Excerpt to read:

There I was, sitting in a meeting room at St. Francis. Marriage prep class. Looking forward to the future.
My bride-to-be sat next to me, a giddy smile on her face anticipating the next speaker.
Who, you ask? The next speaker was the Natural Family Planning practitioner.
The one who would tell us how to turn our marriages into a love fest with generous boundaries.
Who would give us the tools to know when we could make babies and when we were just having fun growing together.
Who would tell us how much better we could know ourselves.
But there was something missing from the room. Why were we the only ones excited?
Status Quo
The rest of the room’s eyes glazed and shoulders slumped. Everyone else had already made up their minds.
They were going for the pill. That bolt on promise from big pharma of all access all the time.
Sure, it’s against Church teaching.
Sure, it makes a woman’s body think she’s pregnant all the time, which buries her libido.
Sure, these therapies have fertility impairing, or even deadly side effects. And they mask other symptoms of reproductive dysfunction until the damage is irreversible.
Or that once you decide to finally have kids, a woman’s body could take years to recover her natural cycle and lead to heartbreak and confusion over how to hit that goal.
For a solution marketed to reduce uncertainty, that’s an awful lot to have floating over a couple’s heads. Even if it doesn’t seem like that to a young couple. But the campaign was effective. They saw no alternatives.
Those other couples were just going to get through the class, get through their wedding, and get on with life.
Our own path
But the apathy stopped with us.
What that practitioner shared with us that day reaffirmed how much my wife and I wanted to pour into our marriage.
Better conversations
In order for natural family planning to work, two things have to happen. The woman has to track her cycle and she has to communicate this to her husband.
Part one was easy to fit within my wife’s normal routine.
And the communication in part two set healthy expectations between us.

Exercise goal: Pick up the piece on natural family planning above where it stops and keep writing, beginning right after its final sentence.

Provided material:
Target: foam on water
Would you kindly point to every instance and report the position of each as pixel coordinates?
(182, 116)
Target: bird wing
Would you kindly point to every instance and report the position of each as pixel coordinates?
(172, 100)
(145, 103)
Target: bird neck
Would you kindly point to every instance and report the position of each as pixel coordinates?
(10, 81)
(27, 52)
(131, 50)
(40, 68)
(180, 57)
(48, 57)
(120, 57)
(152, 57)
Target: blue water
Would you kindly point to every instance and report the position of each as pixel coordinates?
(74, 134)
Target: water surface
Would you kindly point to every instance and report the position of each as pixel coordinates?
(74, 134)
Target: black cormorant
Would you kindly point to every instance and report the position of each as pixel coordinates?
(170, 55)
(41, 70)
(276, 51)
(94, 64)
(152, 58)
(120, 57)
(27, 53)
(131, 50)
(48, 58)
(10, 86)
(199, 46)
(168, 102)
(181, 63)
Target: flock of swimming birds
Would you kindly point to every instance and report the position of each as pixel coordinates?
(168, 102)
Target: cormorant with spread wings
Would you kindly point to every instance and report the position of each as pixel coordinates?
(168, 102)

---

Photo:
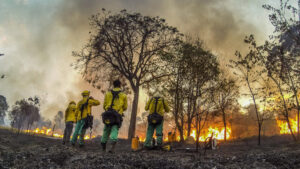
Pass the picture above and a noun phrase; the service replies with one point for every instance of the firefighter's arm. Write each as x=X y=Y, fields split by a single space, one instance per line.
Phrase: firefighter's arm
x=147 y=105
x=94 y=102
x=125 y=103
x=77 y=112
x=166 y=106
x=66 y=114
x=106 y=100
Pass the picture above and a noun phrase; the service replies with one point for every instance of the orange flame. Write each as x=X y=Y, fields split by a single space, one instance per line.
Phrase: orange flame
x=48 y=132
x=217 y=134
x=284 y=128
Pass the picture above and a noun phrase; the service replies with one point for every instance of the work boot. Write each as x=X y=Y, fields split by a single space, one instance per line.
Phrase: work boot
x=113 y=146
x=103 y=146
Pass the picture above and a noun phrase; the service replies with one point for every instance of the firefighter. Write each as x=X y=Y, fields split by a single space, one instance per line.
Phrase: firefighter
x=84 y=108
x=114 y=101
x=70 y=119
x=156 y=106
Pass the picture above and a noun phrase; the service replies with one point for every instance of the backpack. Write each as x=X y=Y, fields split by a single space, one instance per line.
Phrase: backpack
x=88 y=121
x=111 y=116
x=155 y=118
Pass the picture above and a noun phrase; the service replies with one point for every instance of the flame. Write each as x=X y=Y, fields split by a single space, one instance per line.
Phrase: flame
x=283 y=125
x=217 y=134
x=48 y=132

...

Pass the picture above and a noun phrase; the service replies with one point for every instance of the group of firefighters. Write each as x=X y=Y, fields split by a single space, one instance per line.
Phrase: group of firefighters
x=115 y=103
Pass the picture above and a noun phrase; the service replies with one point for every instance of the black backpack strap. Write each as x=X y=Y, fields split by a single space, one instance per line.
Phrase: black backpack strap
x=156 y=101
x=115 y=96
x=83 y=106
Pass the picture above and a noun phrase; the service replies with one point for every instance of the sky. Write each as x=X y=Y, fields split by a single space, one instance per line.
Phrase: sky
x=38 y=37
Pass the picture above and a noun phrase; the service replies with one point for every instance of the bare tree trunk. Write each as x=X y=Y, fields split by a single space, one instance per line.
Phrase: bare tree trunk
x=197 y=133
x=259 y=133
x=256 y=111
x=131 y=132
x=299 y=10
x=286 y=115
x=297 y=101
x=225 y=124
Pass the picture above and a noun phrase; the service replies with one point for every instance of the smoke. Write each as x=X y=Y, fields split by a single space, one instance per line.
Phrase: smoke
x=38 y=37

Response:
We had predictable insight into the mystery of her cycle. That would temper my initial frustration of “not tonight” with “I just started ovulating. I’ll let you know when it’s time.”
Freedom over when to have kids
As we went through our marriage, lots of things changed. We had to work through Moves for a new career, loss of care, and inflation destroying our paycheck.
But we still wanted lots of kids.
Natural family planning gave us the space to live within our means when our means weren’t great. That let us tend to the kids we already had while finding the best times to have more.
Keep mom sane
And when those additional babies came, they brought their own set of needs. When lots come at the same time, not meeting those needs can overwhelm mom.
So we spaced our kids enough to not have to wean them too early or tandem nurse. We got so good at this that we’ve had 5 kids each spaced an average of 30 months apart (plus or minus 2).
Does that mean we have teenagers and toddlers at the same time? Yes. But they’re spaced close enough to build solid relationships with each other and still learn from watching their older siblings.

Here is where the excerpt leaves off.